**Task statement**:
Every line of the records that holds the word "beach" should be copied out.

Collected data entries

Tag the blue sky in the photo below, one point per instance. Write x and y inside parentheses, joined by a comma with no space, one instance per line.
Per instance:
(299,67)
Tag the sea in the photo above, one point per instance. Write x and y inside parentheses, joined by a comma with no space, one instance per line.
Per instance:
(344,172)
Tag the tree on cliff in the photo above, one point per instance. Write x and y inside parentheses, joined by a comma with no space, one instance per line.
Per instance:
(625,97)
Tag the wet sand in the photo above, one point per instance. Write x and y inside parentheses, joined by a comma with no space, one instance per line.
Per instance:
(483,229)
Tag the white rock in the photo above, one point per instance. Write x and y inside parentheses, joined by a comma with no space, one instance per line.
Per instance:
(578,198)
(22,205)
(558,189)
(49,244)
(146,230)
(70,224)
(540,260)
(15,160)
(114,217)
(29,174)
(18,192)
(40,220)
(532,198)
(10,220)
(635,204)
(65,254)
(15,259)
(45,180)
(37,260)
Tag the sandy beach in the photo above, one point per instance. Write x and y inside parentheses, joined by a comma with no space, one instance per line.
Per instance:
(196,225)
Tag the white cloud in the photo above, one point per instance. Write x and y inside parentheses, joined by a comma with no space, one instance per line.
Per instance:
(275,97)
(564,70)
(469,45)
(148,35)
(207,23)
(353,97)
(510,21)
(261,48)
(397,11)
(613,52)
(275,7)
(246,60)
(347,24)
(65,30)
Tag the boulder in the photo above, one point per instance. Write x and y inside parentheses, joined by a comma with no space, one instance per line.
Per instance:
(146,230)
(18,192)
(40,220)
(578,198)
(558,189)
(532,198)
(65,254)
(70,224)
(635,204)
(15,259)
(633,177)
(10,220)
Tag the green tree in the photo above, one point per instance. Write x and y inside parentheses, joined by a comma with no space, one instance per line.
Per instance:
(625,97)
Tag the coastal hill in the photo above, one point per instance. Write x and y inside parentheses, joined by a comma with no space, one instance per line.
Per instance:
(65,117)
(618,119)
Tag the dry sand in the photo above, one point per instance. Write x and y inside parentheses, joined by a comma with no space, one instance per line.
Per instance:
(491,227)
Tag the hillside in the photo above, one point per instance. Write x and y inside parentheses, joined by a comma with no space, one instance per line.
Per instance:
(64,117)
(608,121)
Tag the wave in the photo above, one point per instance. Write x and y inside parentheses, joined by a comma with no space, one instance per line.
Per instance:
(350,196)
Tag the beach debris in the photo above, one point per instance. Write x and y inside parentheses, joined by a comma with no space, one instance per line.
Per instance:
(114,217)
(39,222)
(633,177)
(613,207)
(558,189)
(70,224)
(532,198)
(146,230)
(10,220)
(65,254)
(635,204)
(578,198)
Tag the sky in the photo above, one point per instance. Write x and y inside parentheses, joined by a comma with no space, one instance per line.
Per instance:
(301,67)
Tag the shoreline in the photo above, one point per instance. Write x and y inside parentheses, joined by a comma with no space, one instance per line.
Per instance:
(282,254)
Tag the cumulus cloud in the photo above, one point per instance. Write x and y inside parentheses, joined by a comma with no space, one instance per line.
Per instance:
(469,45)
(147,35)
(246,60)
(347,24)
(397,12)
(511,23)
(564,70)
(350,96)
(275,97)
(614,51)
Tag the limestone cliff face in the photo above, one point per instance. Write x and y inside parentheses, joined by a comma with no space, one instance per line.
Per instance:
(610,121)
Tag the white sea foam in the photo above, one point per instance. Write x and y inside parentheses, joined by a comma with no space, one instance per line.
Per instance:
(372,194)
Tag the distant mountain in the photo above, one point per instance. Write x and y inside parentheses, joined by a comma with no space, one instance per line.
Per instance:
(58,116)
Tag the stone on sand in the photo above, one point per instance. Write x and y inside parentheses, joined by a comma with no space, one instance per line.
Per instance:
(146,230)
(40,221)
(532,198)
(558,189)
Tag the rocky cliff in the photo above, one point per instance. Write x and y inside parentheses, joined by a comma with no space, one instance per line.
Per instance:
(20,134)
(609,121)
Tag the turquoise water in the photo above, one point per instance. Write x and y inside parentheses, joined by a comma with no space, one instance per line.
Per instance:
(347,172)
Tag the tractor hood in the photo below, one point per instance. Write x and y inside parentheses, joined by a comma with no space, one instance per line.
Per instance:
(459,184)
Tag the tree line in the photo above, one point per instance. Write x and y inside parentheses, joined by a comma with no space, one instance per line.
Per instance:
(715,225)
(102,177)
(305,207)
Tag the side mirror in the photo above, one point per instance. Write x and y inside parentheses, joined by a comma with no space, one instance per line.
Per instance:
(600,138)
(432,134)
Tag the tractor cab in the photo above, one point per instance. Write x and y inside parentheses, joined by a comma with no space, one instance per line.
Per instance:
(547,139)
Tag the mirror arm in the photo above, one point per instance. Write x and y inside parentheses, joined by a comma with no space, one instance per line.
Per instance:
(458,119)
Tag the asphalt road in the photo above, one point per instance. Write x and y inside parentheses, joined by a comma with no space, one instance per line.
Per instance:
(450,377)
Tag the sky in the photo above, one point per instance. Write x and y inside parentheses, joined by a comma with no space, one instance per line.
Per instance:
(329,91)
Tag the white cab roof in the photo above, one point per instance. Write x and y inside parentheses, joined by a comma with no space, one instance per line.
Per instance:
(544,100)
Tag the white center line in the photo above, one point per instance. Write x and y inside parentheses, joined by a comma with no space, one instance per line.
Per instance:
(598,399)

**Written response**:
Tag the sandy beach in the photo above, one point per instance. Write x and y inside parentheses, joined by a comma with no space, one instance per line.
Tag the beach debris in the photo above, one point per instance. Write x and y inside parentheses, joined by a comma with no space, one instance per line.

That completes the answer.